▶ **Assignment**
All of the data is to be set down again without any alteration.

---- Records supplied

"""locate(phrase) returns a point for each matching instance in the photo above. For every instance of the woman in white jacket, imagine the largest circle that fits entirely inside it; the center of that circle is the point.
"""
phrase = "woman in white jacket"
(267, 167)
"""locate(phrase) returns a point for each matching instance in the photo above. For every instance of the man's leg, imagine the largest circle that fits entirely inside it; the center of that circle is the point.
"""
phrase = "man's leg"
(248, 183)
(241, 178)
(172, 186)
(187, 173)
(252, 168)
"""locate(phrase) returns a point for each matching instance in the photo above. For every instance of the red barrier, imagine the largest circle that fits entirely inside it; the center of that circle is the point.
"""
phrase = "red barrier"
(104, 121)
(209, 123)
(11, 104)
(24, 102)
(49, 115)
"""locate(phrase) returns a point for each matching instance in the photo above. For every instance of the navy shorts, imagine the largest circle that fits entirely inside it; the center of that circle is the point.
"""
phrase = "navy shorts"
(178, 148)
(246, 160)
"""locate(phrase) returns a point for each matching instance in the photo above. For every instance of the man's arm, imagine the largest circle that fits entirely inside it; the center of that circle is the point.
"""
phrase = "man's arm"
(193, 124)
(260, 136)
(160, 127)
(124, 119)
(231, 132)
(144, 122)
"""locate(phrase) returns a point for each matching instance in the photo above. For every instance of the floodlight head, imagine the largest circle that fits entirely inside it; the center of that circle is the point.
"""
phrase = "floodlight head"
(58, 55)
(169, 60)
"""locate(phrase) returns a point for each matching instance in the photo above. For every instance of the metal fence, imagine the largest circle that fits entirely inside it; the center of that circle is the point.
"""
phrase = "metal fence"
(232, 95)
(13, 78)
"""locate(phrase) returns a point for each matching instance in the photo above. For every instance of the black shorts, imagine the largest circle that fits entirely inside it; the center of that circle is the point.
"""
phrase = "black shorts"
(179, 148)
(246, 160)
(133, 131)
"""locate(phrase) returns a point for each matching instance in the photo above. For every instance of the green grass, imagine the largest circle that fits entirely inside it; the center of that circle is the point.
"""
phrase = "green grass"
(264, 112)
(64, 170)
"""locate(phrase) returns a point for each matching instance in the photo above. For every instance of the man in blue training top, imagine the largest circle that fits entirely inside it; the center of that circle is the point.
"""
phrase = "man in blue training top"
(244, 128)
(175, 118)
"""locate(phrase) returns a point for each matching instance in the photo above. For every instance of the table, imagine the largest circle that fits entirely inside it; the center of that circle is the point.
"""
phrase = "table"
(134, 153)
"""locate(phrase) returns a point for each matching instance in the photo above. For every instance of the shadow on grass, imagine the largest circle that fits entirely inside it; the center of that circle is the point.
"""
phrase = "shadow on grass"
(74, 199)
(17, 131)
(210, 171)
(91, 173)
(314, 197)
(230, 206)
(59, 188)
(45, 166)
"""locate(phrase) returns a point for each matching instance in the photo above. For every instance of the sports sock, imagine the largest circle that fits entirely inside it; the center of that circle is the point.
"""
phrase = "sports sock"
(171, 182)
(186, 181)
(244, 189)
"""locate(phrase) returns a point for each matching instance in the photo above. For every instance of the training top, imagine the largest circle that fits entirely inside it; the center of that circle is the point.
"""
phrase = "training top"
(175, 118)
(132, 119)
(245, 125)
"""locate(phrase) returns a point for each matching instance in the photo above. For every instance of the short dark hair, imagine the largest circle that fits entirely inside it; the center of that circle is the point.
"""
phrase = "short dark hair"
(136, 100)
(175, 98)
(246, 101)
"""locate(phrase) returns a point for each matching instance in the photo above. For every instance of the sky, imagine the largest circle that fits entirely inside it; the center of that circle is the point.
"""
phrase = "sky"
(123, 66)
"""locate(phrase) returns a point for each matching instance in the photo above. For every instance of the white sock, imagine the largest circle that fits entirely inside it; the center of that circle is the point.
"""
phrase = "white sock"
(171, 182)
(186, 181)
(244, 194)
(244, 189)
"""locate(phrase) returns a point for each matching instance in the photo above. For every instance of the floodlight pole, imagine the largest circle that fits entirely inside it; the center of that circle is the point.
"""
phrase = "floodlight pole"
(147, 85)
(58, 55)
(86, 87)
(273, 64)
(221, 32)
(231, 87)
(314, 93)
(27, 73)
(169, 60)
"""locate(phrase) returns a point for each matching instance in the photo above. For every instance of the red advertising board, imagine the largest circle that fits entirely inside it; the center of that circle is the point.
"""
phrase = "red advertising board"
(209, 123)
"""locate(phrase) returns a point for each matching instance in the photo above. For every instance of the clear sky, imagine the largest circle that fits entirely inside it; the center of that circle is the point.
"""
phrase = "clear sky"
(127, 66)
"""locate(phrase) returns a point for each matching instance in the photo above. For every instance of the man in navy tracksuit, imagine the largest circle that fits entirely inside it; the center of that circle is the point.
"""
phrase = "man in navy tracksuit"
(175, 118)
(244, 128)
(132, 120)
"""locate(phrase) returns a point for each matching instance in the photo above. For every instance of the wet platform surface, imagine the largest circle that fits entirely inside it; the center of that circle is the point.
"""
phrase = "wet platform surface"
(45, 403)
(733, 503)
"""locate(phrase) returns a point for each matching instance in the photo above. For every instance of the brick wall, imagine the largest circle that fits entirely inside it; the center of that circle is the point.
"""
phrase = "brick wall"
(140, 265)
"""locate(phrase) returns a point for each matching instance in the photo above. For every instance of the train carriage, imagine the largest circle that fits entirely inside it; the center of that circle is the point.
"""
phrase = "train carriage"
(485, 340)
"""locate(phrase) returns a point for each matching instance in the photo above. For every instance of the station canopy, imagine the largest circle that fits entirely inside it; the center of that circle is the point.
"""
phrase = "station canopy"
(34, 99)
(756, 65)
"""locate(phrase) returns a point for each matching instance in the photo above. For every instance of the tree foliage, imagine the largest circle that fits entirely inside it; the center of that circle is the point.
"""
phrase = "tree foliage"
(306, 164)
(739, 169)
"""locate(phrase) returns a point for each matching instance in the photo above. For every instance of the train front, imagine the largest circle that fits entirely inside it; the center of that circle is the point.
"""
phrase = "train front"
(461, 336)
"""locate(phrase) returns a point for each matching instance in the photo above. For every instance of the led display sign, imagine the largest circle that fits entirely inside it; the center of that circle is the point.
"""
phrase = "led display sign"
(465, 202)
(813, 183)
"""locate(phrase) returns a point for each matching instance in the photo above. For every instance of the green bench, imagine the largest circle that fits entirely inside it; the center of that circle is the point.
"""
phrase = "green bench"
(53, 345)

--------

▶ **Answer section**
"""locate(phrase) returns a point for each matching instance in the photo above. For every instance of the woman in white jacket, imagine the largest circle that fits entirely inside it; the center of that circle is the point.
"""
phrase = "woman in white jacket"
(267, 167)
"""locate(phrase) returns a point for each matching instance in the photo above. For every instance of the man's leg, imagine the largest circle that fits entirely inside it; the center of that circle is the point.
"""
phrase = "man's leg"
(248, 183)
(241, 178)
(172, 186)
(187, 173)
(252, 168)
"""locate(phrase) returns a point for each matching instance in the photo above. For every instance of the red barrier, imagine the largest circle that fits entirely inside it; the center of that circle is the point.
"""
phrase = "red barrier"
(104, 121)
(209, 123)
(11, 104)
(24, 102)
(49, 115)
"""locate(phrase) returns a point for each matching instance in the photo above. For every instance of the navy shorts, imagine the largest circle that fits entirely inside it; the center of that circle is the point.
"""
phrase = "navy shorts"
(178, 148)
(246, 160)
"""locate(phrase) returns a point for each matching instance in the photo above. For every instance of the man's arm, imagine the largest circle that fits entirely inside it; the center of that circle is the point.
"""
phrase = "man's arm"
(193, 124)
(260, 136)
(160, 127)
(124, 119)
(231, 132)
(144, 122)
"""locate(phrase) returns a point for each matching instance in the photo above. For every instance of the floodlight head, imagine the largest circle that fits entirely inside it; the center of that circle is the point.
"""
phrase = "floodlight head"
(58, 55)
(169, 60)
"""locate(phrase) returns a point for each matching instance in the photo above. For every instance of the metal fence, imagine the largest circle that fits entirely inside it; the center of that circle is the point.
"""
phrase = "metal fence"
(232, 95)
(13, 78)
"""locate(phrase) returns a point for each matching instance in the photo above. For every instance of the black shorts, imagine the largest circle that fits entirely inside it; the center of that circle is the point.
"""
phrase = "black shorts"
(179, 148)
(246, 160)
(133, 131)
"""locate(phrase) returns a point for each matching instance in the photo above. For every instance of the green grass, imagine the largest circle that fits entirely inside it; the center of that circle is the point.
"""
phrase = "green grass"
(264, 112)
(64, 170)
"""locate(phrase) returns a point for each matching instance in the photo above. For every instance of the man in blue training top, imagine the largest circle that fits entirely inside it; the center of that circle is the point.
"""
phrase = "man in blue training top"
(244, 128)
(175, 118)
"""locate(phrase) returns a point for each matching instance in the photo above. For every instance of the table, imagine the largest circle that fits entirely inside it; the center of that circle is the point.
"""
phrase = "table"
(134, 153)
"""locate(phrase) returns a point for each matching instance in the photo above. For every instance of the shadow on grass, imagine the largest circle that fits entirely inside it; the center of that circle is the point.
"""
phrase = "shadow on grass"
(74, 199)
(17, 131)
(210, 171)
(91, 173)
(314, 197)
(230, 206)
(59, 188)
(45, 166)
"""locate(phrase) returns a point for each matching instance in the photo above. For every instance of the sports sock, imagine the largest circle that fits entirely inside it; the center of that circle is the point.
"""
phrase = "sports sock"
(171, 182)
(186, 181)
(244, 189)
"""locate(phrase) returns a point for each matching instance in the photo above. For every instance of the training top, imagine the largest circle that fits entirely inside it; the center of that circle is the point.
"""
phrase = "training top"
(175, 118)
(132, 119)
(245, 125)
"""locate(phrase) returns a point for each matching instance in the photo above. For every instance of the short dark hair, imagine the largest circle that fits entirely inside it; the center of that circle is the point.
"""
phrase = "short dark hair"
(136, 100)
(175, 98)
(246, 101)
"""locate(phrase) returns a point for each matching instance in the photo above. For every instance of the sky, imagine the largest circle that fits entirely inside it; the center of that circle is the point.
"""
phrase = "sky"
(123, 66)
"""locate(phrase) returns a point for each matching instance in the photo above. For every instance of the white sock, imagine the largest circle that fits entirely inside it; the center of that circle is the point.
"""
phrase = "white sock"
(171, 182)
(186, 181)
(244, 194)
(244, 189)
"""locate(phrase) returns a point for each matching instance in the photo above. For every instance of the floodlight pole, imagine the largest circle that fits entirely inside it; the center of that circle is the point.
"""
phrase = "floodlight pole"
(147, 85)
(58, 55)
(86, 87)
(273, 64)
(221, 32)
(231, 87)
(314, 93)
(27, 73)
(169, 60)
"""locate(phrase) returns a point for each matching instance in the photo above. For every instance of the red advertising board, imagine the largest circle that fits entirely inside it; the center of that circle is the point.
"""
phrase = "red advertising board"
(209, 123)
"""locate(phrase) returns a point for each matching instance in the photo above. For every instance of the clear sky, imagine the largest circle that fits entirely inside it; the center of that circle is the point.
"""
phrase = "clear sky"
(127, 66)
"""locate(phrase) returns a point for each matching instance in the photo above. For every instance of the man in navy tracksuit, imagine the largest circle that fits entirely inside it; the center of that circle is the point.
"""
phrase = "man in navy tracksuit"
(175, 118)
(244, 128)
(132, 120)
"""locate(phrase) returns a point for each matching instance in the photo above. For every instance of the wet platform surface, imagine the largest circle that fits entirely inside it; the center of that circle is the point.
"""
phrase = "wet platform surface"
(45, 403)
(733, 503)
"""locate(phrase) returns a point for each matching instance in the photo above. For every instance of the brick wall, imagine the largest circle that fits entirely inside it; the center of that circle is the point.
"""
phrase = "brick wall"
(140, 265)
"""locate(phrase) returns a point for each matching instance in the photo above. For every instance of the train carriage, imagine the largest circle that fits entirely inside it; the center of that circle is the point.
"""
phrase = "train carriage"
(485, 340)
"""locate(phrase) returns a point for each matching instance in the photo above. For every instance of the station canopy, imagine the largest circle that fits entirely inside it; the center of that circle is the point.
"""
phrase = "station canopy"
(34, 99)
(756, 65)
"""locate(phrase) returns a point for each matching instance in the photo above. For every instance of the tree foliage, imagine the largest circle that fits entirely inside it; the center of that circle is the point.
"""
phrase = "tree foliage"
(306, 164)
(739, 169)
"""locate(phrase) returns a point for each matching instance in the photo above. For every instance of the train front, imagine the largest circle that fits entirely inside it; the center of that circle is the point.
"""
phrase = "train front"
(461, 336)
"""locate(phrase) returns a point for each matching instance in the photo above. For every instance of the led display sign, imagine the largest circle that fits entirely inside it; the center of that circle is the point.
"""
phrase = "led display sign"
(465, 202)
(813, 183)
"""locate(phrase) returns a point for each matching instance in the photo above. For every instance of the green bench, imagine the largest circle that fits entirely inside it; the center of that circle is the point.
"""
phrase = "green bench"
(53, 345)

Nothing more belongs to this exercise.